=== EXTRACT TO READ ===
*** Begin section ***
Talk about consistency (or lack there of)

So the last post discussed consistency, that is, consistency of care and your home exercise program.  What I have currently lacked is consistency in updating our blog!  The summer has been a whirlwind of activity full of racing and training and, of course, working with all of our wonderful clients.

As the fall season approaches, many of our dedicated active folks are aiming for fall races or events.  Whether it be a marathon, 1/2 marathon, a triathlon or simply a 5K run or just getting back on the wagon of sorts to fitness and wellness, I am sure there will be a few clients walking through our doors in the coming weeks trying to iron out the last kinks.
*** End section ***
=== WORK INSTRUCTION 1 ===
Rewrite the stretch of the blog post on consistency from "Talk about consistency" through "the last kinks.", changing "whirlwind" to "blur".
=== WORK INSTRUCTION 2 ===
According to the blog post on consistency, what has the writer lacked consistency in?
=== WORK INSTRUCTION 3 ===
Extend the blog post on consistency, picking up right after its last sentence.

=== RECORDED INFORMATION ===
*** Begin section ***
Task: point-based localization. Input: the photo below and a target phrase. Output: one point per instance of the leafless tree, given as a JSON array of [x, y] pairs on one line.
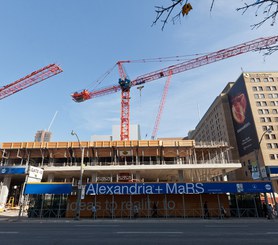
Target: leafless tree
[[173, 11], [267, 9]]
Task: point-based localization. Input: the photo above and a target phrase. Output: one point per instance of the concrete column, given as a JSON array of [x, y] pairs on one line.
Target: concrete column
[[181, 176], [50, 178], [5, 191]]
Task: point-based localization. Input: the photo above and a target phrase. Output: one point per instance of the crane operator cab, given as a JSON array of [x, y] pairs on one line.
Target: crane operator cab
[[81, 96], [125, 84]]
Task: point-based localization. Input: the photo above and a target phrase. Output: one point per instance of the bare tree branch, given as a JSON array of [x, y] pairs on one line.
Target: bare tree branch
[[162, 11], [267, 8]]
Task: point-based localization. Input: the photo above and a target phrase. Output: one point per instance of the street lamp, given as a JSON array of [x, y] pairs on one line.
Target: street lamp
[[79, 190], [269, 131]]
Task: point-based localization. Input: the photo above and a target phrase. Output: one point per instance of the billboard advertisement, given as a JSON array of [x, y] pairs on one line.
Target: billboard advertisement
[[243, 121], [12, 170], [152, 188]]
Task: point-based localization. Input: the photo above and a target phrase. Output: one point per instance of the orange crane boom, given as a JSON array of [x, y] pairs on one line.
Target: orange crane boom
[[125, 84], [29, 80]]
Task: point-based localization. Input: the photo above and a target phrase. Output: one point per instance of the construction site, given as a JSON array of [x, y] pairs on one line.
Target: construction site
[[157, 177]]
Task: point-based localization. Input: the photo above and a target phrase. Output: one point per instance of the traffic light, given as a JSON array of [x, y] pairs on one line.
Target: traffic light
[[186, 8]]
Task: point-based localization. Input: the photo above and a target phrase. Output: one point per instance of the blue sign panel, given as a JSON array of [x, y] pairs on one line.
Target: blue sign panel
[[272, 170], [48, 188], [177, 188], [12, 170]]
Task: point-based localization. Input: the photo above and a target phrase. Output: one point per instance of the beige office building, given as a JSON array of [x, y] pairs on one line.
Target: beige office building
[[245, 115]]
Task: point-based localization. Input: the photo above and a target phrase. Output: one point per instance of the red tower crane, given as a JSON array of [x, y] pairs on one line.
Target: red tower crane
[[29, 80], [125, 84]]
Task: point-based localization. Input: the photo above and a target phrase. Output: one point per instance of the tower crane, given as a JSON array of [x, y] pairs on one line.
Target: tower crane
[[29, 80], [125, 84]]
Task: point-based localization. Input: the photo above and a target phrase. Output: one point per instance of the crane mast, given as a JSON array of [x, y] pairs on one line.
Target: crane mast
[[161, 106], [29, 80], [125, 84]]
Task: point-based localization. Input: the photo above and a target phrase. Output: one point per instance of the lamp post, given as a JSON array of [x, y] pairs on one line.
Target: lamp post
[[79, 190], [269, 131]]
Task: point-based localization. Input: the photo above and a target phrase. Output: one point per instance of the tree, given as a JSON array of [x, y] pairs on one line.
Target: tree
[[175, 10], [267, 10]]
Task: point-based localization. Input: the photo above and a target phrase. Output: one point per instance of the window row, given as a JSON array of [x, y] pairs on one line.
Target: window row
[[264, 103], [267, 111], [258, 80]]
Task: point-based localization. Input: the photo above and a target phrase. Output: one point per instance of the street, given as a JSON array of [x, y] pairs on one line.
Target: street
[[42, 232]]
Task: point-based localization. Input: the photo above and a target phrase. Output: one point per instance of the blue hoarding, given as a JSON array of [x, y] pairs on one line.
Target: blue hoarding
[[177, 188], [12, 170], [152, 188]]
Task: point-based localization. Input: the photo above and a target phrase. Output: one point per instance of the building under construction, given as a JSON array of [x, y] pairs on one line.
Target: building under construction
[[117, 174]]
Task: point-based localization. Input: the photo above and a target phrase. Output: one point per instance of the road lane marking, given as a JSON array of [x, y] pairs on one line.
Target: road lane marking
[[149, 232], [97, 225], [9, 232], [226, 226]]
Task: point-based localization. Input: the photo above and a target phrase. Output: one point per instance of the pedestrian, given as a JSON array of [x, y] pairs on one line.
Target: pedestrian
[[94, 211], [264, 210], [223, 212], [154, 210], [135, 211], [269, 211], [206, 212]]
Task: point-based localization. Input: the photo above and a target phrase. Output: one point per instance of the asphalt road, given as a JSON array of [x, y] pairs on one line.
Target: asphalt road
[[139, 232]]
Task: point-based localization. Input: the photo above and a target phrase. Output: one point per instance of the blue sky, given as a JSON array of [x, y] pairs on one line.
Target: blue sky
[[87, 37]]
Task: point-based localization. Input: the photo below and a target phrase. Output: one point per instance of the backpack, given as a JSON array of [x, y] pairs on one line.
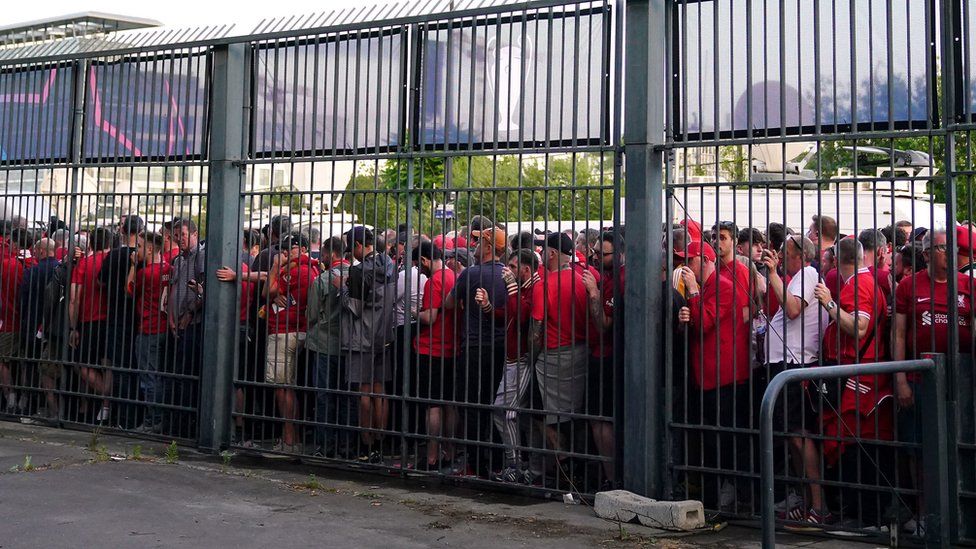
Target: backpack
[[55, 303]]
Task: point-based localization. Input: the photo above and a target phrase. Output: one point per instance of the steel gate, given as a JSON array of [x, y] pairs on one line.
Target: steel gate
[[352, 161]]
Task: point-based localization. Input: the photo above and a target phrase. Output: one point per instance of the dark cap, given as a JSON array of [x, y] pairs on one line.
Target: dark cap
[[480, 223], [426, 250], [132, 224], [294, 239], [561, 242], [358, 234]]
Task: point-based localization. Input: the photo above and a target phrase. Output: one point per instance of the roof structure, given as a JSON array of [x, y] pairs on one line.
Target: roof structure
[[77, 25]]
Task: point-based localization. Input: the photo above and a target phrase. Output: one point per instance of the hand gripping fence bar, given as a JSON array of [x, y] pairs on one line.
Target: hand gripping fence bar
[[934, 440]]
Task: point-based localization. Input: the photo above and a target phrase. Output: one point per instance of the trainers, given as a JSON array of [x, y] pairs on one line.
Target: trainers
[[11, 406], [103, 415], [727, 497], [510, 474], [790, 508]]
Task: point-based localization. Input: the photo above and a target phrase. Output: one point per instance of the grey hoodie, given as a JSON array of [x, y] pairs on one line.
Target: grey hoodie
[[368, 299]]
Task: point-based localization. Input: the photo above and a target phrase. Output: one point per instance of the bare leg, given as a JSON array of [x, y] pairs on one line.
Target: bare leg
[[434, 427], [286, 404], [603, 439], [381, 409], [366, 414]]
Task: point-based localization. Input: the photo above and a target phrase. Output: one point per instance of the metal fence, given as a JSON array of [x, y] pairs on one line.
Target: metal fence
[[313, 210]]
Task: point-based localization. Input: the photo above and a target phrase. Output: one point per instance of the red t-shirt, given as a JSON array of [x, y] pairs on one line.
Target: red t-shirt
[[11, 274], [148, 287], [169, 256], [94, 306], [440, 338], [927, 307], [719, 335], [601, 343], [294, 280], [247, 291], [560, 300], [861, 297]]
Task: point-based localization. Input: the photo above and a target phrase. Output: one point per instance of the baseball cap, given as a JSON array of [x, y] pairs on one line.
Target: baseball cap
[[964, 239], [443, 242], [359, 234], [497, 236], [697, 249], [561, 242], [479, 223], [294, 239]]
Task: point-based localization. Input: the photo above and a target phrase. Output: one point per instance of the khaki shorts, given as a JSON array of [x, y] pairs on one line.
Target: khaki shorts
[[48, 368], [9, 345], [282, 363]]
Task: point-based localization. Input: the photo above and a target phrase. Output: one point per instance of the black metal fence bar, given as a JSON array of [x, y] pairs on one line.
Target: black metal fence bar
[[933, 368]]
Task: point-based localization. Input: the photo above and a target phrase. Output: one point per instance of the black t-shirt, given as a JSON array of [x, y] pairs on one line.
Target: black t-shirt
[[115, 270]]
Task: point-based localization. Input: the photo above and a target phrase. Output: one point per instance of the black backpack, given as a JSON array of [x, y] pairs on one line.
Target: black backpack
[[55, 307]]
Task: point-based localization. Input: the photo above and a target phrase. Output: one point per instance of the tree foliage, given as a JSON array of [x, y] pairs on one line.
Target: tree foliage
[[506, 188]]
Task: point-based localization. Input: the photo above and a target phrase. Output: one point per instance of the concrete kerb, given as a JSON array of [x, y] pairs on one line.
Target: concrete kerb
[[624, 506], [432, 496]]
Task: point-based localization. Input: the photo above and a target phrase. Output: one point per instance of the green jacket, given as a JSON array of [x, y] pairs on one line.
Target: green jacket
[[324, 308]]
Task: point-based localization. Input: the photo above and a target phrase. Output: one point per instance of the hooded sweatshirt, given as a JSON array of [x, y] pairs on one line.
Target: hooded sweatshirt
[[368, 299]]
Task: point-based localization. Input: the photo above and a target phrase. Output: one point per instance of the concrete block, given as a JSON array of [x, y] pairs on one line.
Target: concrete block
[[673, 515], [670, 515], [619, 505]]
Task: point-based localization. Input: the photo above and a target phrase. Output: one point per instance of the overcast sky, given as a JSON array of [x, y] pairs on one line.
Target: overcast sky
[[177, 12]]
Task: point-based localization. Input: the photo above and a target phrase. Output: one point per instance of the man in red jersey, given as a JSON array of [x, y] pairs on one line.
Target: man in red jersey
[[719, 361], [287, 292], [600, 381], [922, 306], [436, 349], [857, 322], [88, 316], [559, 331], [12, 268], [148, 279]]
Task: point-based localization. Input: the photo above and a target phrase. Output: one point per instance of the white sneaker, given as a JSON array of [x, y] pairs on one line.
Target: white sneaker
[[11, 406], [789, 505], [727, 496]]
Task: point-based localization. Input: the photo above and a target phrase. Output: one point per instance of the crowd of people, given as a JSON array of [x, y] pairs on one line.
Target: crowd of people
[[490, 345], [494, 351], [753, 303]]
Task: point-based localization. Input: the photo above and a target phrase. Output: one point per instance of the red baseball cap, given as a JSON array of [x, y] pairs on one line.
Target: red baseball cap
[[964, 239], [697, 249]]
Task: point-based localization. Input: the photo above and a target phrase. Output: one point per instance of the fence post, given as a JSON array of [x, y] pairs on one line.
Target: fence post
[[644, 104], [224, 205], [935, 441]]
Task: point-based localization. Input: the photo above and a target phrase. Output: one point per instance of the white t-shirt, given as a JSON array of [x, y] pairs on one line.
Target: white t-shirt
[[803, 333], [417, 281]]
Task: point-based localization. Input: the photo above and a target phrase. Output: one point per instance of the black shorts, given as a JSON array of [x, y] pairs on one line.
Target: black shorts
[[91, 348], [795, 411], [433, 377], [599, 387], [119, 342]]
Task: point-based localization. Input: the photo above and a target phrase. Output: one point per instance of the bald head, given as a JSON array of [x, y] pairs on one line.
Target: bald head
[[44, 248]]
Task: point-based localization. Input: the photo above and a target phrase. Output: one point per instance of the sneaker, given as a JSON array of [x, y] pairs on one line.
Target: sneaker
[[103, 415], [812, 521], [915, 527], [282, 447], [373, 457], [510, 474], [787, 508], [727, 497], [11, 406]]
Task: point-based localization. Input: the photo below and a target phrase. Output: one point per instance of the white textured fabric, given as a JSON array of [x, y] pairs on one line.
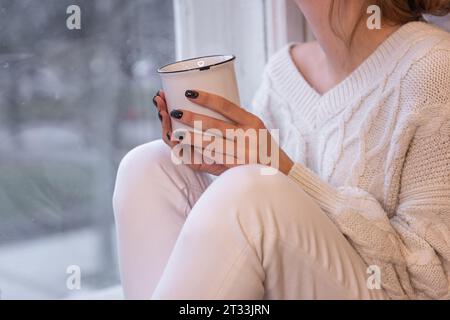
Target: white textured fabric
[[243, 236], [374, 152]]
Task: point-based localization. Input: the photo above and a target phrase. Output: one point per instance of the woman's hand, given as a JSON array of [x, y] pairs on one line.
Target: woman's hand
[[159, 101], [244, 139]]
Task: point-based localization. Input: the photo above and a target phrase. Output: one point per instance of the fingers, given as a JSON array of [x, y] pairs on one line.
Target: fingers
[[166, 125], [207, 123], [220, 105]]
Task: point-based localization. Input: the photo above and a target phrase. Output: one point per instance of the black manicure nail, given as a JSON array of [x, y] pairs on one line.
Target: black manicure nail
[[177, 114], [191, 94], [179, 136]]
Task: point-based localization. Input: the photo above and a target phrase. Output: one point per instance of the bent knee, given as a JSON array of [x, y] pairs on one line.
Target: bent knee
[[137, 168], [250, 179]]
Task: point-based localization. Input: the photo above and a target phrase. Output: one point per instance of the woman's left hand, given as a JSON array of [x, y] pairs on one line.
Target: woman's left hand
[[244, 139]]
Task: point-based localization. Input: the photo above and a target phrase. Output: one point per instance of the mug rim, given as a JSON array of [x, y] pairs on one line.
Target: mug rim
[[231, 57]]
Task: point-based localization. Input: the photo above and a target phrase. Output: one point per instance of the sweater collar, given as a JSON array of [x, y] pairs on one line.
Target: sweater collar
[[307, 104]]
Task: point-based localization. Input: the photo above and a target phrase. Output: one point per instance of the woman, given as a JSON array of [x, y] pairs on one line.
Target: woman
[[360, 207]]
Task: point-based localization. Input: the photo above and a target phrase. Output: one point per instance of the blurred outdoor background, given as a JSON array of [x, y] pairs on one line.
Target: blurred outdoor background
[[72, 102]]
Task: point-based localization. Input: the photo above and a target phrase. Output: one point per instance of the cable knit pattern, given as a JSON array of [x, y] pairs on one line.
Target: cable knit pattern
[[374, 152]]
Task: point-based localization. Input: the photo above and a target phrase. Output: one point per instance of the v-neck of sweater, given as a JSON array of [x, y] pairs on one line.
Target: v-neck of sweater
[[315, 108]]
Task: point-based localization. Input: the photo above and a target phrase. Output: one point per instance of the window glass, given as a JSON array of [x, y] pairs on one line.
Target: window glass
[[72, 102]]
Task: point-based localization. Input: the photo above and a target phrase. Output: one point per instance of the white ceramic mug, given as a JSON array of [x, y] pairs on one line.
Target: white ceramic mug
[[214, 74]]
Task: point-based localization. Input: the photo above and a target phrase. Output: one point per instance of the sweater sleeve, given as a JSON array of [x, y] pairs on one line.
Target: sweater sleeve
[[412, 249]]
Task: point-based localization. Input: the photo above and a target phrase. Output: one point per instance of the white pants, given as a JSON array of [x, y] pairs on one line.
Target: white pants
[[242, 236]]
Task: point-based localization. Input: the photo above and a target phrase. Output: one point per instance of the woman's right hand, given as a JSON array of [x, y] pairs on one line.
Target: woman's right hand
[[159, 100]]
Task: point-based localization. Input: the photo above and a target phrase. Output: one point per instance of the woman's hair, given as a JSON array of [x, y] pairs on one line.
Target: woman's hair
[[394, 12], [404, 11]]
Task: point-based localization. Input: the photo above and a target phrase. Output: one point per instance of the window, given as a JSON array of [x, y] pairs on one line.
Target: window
[[73, 102]]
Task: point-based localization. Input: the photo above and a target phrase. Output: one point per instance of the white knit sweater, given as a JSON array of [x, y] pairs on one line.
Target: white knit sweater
[[374, 152]]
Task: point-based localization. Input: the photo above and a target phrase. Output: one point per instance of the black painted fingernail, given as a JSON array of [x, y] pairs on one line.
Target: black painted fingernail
[[179, 136], [191, 94], [177, 114]]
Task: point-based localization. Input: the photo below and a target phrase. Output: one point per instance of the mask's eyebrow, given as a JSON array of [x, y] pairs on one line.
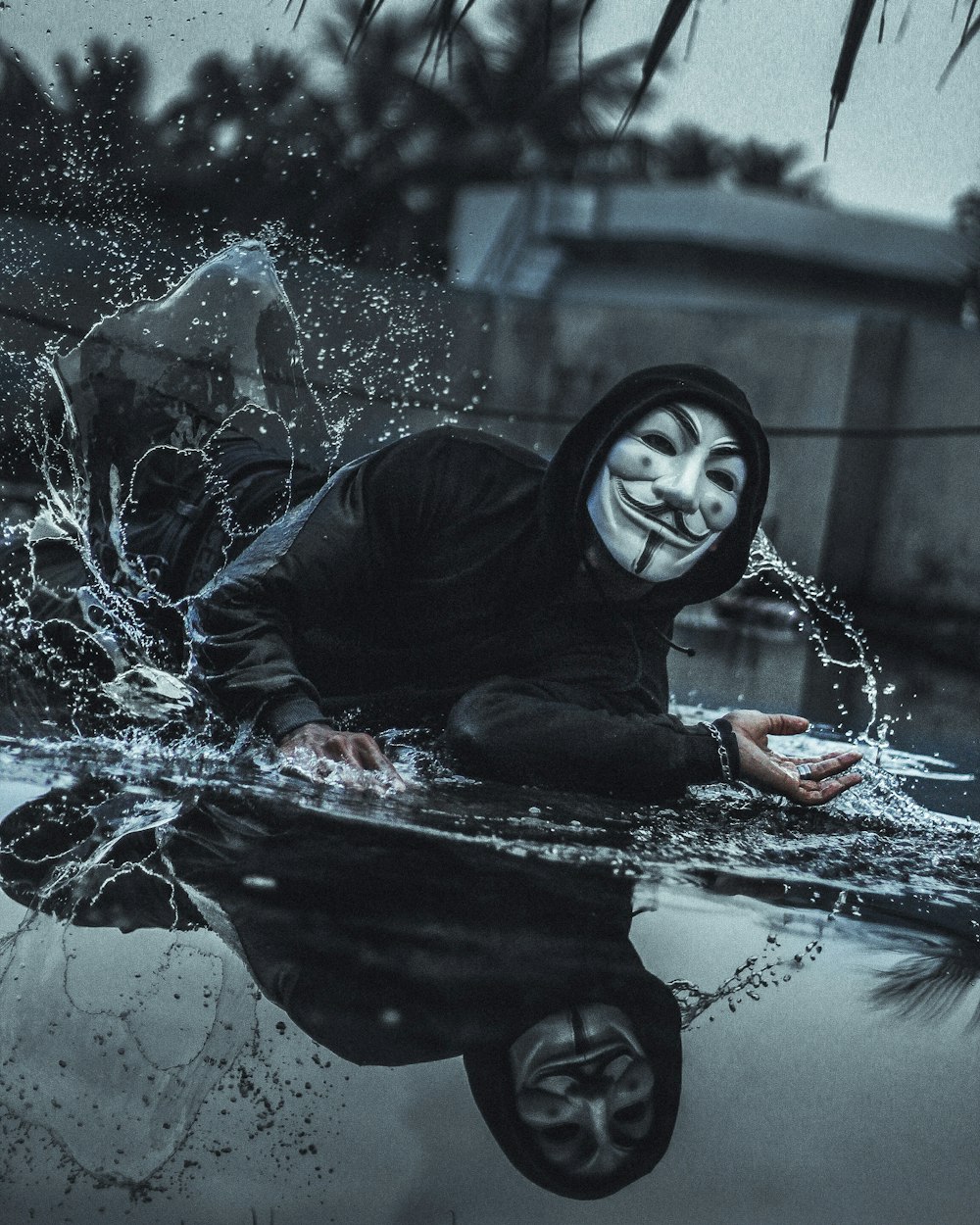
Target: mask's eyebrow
[[687, 422]]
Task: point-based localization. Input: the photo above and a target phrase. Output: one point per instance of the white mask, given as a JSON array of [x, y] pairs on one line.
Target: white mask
[[666, 491]]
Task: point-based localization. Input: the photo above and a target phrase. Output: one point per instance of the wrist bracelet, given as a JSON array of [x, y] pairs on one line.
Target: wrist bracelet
[[726, 773]]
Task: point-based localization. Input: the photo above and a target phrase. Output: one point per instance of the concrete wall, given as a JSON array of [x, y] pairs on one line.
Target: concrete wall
[[929, 522], [886, 518]]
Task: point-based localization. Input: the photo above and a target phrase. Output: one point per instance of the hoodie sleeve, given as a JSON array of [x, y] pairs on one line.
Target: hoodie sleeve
[[309, 568], [527, 730]]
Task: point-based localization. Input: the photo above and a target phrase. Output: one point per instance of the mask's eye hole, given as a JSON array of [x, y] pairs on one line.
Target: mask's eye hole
[[562, 1133], [658, 442], [631, 1113]]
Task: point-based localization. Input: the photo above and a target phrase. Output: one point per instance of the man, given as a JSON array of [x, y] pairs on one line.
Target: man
[[450, 578], [455, 578]]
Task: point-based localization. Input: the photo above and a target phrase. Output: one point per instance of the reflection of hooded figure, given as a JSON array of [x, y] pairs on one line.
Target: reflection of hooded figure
[[442, 578], [390, 949]]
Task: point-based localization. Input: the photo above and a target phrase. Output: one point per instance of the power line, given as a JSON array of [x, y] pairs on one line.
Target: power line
[[392, 400]]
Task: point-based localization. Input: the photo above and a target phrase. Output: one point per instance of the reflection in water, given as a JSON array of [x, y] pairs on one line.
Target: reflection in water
[[388, 949]]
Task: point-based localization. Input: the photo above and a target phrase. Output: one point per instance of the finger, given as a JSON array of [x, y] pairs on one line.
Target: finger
[[828, 790], [832, 764], [785, 724]]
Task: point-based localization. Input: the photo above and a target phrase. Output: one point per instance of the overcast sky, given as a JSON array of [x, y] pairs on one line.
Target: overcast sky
[[759, 68]]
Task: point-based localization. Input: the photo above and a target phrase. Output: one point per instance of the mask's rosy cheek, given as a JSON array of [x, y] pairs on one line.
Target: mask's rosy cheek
[[720, 510], [631, 460]]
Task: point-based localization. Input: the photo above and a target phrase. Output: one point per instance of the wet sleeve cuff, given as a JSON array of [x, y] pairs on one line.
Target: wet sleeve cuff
[[284, 716], [731, 748]]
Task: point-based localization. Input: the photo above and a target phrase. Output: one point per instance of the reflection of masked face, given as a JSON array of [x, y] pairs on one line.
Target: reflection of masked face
[[667, 489], [584, 1088]]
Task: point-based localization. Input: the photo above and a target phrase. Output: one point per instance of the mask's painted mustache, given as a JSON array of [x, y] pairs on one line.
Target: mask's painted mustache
[[650, 513]]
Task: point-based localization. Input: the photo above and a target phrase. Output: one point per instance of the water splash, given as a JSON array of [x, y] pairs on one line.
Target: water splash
[[824, 613]]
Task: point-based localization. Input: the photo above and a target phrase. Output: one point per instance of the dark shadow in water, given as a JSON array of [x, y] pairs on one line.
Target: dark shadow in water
[[941, 937], [390, 947]]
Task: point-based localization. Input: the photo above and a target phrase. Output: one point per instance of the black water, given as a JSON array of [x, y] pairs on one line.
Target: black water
[[826, 964]]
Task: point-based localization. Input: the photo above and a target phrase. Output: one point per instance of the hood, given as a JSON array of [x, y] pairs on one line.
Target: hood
[[576, 465]]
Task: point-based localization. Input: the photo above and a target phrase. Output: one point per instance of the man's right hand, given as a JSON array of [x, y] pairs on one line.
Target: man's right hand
[[317, 748]]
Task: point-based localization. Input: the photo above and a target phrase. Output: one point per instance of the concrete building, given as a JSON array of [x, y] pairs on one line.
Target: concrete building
[[846, 331]]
*** End section ***
=== RESPONSE AREA 1 ===
Talk about consistency (or lack there of)

So the last post discussed consistency, that is, consistency of care and your home exercise program.  What I have currently lacked is consistency in updating our blog!  The summer has been a blur of activity full of racing and training and, of course, working with all of our wonderful clients.

As the fall season approaches, many of our dedicated active folks are aiming for fall races or events.  Whether it be a marathon, 1/2 marathon, a triathlon or simply a 5K run or just getting back on the wagon of sorts to fitness and wellness, I am sure there will be a few clients walking through our doors in the coming weeks trying to iron out the last kinks.

=== RESPONSE AREA 2 ===
Updating the blog.

=== RESPONSE AREA 3 ===
Over the years, I’ve had clients come to me to “fix” there nagging injuries or pains in the 11th hour.  They have come in saying, “Well I am doing the (fill in the fall running race) in a couple of weeks…”. I subsequently begin to ask all the pertinent questions regarding their condition to ascertain whether they should grin and bare it or bag it.  As an endurance athlete myself, I understand the ins and outs of this argument.  I also have the luxury of knowing whether or not I will do permanent damage to my overall health in the future.  While most of the time these last minute “fix me” moments are nothing to worry about long term, the client goes on to complete their event without issue or minimal issues.  I always try to be realistic and optimistic of the possibility of completing the event the client is looking to do.  Certainly a re-evaluation of goals is needed.  Keep in mind, there are also conditions that simply won’t just settle down (even with treatment) in 2 weeks before the big race.  Disheartening, as it may seem, especially if the event is a big thing in your life (first time, a qualifier event, etc.).  Nobody ever wants a DNF (did not finish) in the results that gets etched into internet stone.  It’s a pride thing.  Toe the line and hope your body doesn’t balk at the idea of pushing yourself to get through the event or DNS (did not start).  I have encountered this moment for a major race in my triathlon career and opted for the former over the latter.  I reassessed my goals and just made an experience of it knowing my results would not be reflective of my potential.  It also motivated me to get back to that race again to compete and not simply participate.  My disclaimer as a PT to a client: do as I say, don’t do as I do.  Obviously, everyone has a choice but be aware of those consequences.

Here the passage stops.